* **What needs to be done**: Render every row below as a numbered list, omitting the blank lines.

* **Data to use**:
◇ ◇ ◇ ◇ ◇

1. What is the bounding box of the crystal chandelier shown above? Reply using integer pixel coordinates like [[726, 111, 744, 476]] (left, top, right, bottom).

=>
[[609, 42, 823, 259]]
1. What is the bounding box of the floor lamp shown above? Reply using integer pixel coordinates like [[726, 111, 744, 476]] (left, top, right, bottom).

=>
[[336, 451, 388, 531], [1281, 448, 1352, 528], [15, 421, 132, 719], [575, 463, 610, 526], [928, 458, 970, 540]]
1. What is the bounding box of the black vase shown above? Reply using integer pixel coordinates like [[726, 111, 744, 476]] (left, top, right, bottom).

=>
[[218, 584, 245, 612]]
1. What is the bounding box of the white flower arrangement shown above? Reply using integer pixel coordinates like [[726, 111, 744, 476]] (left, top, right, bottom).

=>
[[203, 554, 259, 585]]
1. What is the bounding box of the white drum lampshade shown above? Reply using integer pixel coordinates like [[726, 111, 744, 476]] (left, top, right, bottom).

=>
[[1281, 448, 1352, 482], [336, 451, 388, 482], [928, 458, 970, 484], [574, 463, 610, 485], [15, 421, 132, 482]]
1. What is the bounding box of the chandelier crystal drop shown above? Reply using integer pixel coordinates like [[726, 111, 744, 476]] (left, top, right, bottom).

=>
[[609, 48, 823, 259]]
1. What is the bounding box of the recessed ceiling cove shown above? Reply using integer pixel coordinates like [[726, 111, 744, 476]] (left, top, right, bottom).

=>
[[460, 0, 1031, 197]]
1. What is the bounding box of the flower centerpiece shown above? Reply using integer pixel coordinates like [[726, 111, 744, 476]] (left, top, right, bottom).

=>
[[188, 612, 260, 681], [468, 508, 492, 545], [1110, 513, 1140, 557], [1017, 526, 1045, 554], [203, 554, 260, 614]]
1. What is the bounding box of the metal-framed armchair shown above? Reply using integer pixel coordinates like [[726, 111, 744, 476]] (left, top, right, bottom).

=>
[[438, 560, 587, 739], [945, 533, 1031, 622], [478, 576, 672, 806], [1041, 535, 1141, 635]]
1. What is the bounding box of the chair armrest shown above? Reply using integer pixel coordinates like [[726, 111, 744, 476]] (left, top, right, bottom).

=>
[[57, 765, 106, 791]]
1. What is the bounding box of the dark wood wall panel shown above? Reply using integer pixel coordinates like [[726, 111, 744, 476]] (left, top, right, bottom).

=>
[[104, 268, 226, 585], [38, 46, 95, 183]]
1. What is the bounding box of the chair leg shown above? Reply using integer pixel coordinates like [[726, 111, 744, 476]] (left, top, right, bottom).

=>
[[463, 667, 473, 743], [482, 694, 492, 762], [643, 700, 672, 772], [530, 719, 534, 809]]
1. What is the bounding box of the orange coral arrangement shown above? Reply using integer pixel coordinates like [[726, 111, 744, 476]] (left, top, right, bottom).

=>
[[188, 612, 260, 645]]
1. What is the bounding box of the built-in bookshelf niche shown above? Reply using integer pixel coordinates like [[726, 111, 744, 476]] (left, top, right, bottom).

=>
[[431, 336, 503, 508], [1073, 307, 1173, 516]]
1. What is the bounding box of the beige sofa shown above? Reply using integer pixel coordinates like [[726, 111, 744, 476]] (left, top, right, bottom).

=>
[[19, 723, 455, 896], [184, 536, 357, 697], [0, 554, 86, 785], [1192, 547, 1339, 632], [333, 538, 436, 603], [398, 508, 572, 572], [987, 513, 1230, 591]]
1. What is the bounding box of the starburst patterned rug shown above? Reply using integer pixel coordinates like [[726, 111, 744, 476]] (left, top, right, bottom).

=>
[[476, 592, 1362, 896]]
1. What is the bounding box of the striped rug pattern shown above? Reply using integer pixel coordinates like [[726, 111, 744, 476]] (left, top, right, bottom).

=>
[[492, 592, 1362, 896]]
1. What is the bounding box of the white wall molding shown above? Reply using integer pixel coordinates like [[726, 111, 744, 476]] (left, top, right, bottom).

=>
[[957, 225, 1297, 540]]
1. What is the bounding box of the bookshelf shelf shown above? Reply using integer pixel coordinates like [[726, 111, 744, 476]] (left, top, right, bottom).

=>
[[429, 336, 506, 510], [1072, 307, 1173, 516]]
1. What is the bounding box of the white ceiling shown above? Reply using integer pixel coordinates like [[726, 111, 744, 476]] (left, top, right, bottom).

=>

◇ ◇ ◇ ◇ ◇

* **Solution for this problem**:
1. 1. What is the bounding box of the crystal chandelier shown above? Reply using integer pixel coordinates like [[726, 111, 744, 476]] (left, top, right, bottom).
2. =>
3. [[609, 42, 823, 259]]
4. 1. What is the bounding box of the floor lamp shown above? Reply using integer pixel coordinates like [[726, 111, 744, 476]] (left, top, right, bottom).
5. =>
6. [[336, 451, 388, 531], [1281, 448, 1352, 528], [15, 421, 132, 719], [575, 463, 610, 526], [928, 458, 970, 540]]
7. 1. What is the bounding box of the black vase shown above? Reply using integer pixel coordinates like [[726, 111, 744, 476]] (left, top, right, bottom).
8. =>
9. [[218, 584, 245, 612]]
10. 1. What is the bounding box of the white flower arrangement shown above? Reply using integer pixel coordinates like [[726, 111, 744, 476]] (left, top, right, bottom).
11. =>
12. [[203, 554, 259, 585]]
13. 1. What is the bounding box of the white drum lampshade shown above? Reply using integer pixel coordinates like [[726, 111, 744, 476]] (left, top, right, bottom).
14. =>
15. [[1281, 448, 1352, 482], [336, 451, 388, 482], [928, 458, 970, 484], [574, 463, 610, 485], [15, 421, 132, 482]]
16. 1. What is the bounding box of the chandelier crystal drop shown above? Reply using integer pixel coordinates like [[726, 111, 744, 476]] (left, top, right, bottom).
17. =>
18. [[609, 48, 823, 259]]
19. 1. What is the bounding box of the recessed ceiling cove shown above? Reply using integer pixel coordinates like [[726, 111, 744, 476]] (left, top, right, bottom).
20. =>
21. [[460, 0, 1031, 197]]
22. 1. What is the bounding box of the flower centerpiece shown above? Reply using integer pixel coordinates like [[726, 111, 744, 476]] (left, top, right, bottom).
23. =>
24. [[188, 612, 260, 681], [468, 508, 492, 545], [1110, 513, 1140, 557], [1017, 526, 1045, 554], [203, 554, 260, 614]]
25. 1. What is the bounding box of the metal-framed armchair shown above? Reply using integer pixel coordinates like [[726, 111, 744, 476]] (left, top, right, bottom).
26. =>
27. [[438, 560, 587, 739], [945, 533, 1031, 622], [478, 576, 672, 806], [1041, 535, 1141, 635]]
28. 1. What is the bounding box of the chair armrest shown above? Reply using integer pixel coordinates like [[726, 111, 744, 476]] (left, top, right, bottom).
29. =>
30. [[57, 765, 106, 791]]
31. 1. What is the bounding box of the dark wood wall panel shown above? Reply using integer pixel coordinates like [[726, 111, 744, 476]] (left, top, right, bottom).
32. =>
33. [[104, 268, 226, 585], [38, 46, 95, 183]]
34. 1. What is the bounding box of the chair leg shown above? Reply using integer pixel coordinates like [[726, 111, 744, 476]] (left, top, right, bottom).
35. =>
36. [[463, 667, 473, 743], [482, 694, 492, 762], [643, 700, 672, 772], [530, 719, 534, 809]]
37. 1. What is the bounding box of the orange coral arrangement shown above? Reply using integer pixel coordinates like [[726, 111, 744, 476]] (left, top, right, bottom).
38. =>
39. [[188, 612, 260, 645]]
40. 1. What is the bounding box of the built-in bookshelf niche shown above? Reply using integer pixel coordinates like [[726, 111, 744, 476]] (left, top, right, bottom).
41. =>
42. [[431, 336, 503, 508], [1073, 307, 1173, 516]]
43. 1. What is the bounding box of the beige sofa shown above? Reply using integer pixel coordinates like [[726, 111, 744, 476]] (left, top, right, bottom).
44. =>
45. [[19, 723, 455, 896], [184, 536, 357, 697], [0, 554, 86, 785], [1192, 547, 1339, 632], [333, 538, 436, 603], [398, 508, 572, 572], [987, 513, 1230, 591]]
46. 1. What is the bounding box of the starburst patterned rug shown above? Reply using integer pixel coordinates like [[726, 111, 744, 476]] (left, top, right, bottom).
47. =>
48. [[476, 592, 1362, 896]]
49. 1. What is the bounding box of the striped rug pattern shown above? Reply using integer pixel coordinates like [[726, 111, 744, 476]] (left, top, right, bottom).
50. =>
51. [[492, 592, 1362, 896]]
52. 1. What is the bounding box of the white wall molding shown above? Reply using integer pixel coordinates like [[726, 111, 744, 476]] (left, top, right, bottom).
53. =>
54. [[957, 225, 1297, 540]]
55. 1. What is the bounding box of the bookshelf shelf shown above? Reply using integer pixel coordinates like [[726, 111, 744, 476]] (left, top, right, bottom).
56. =>
57. [[429, 336, 506, 510], [1072, 307, 1173, 516]]
58. 1. What is the bounding box of the white ceiling shown above? Reply using integer pixel coordinates like [[726, 111, 744, 476]] (left, top, right, bottom).
59. =>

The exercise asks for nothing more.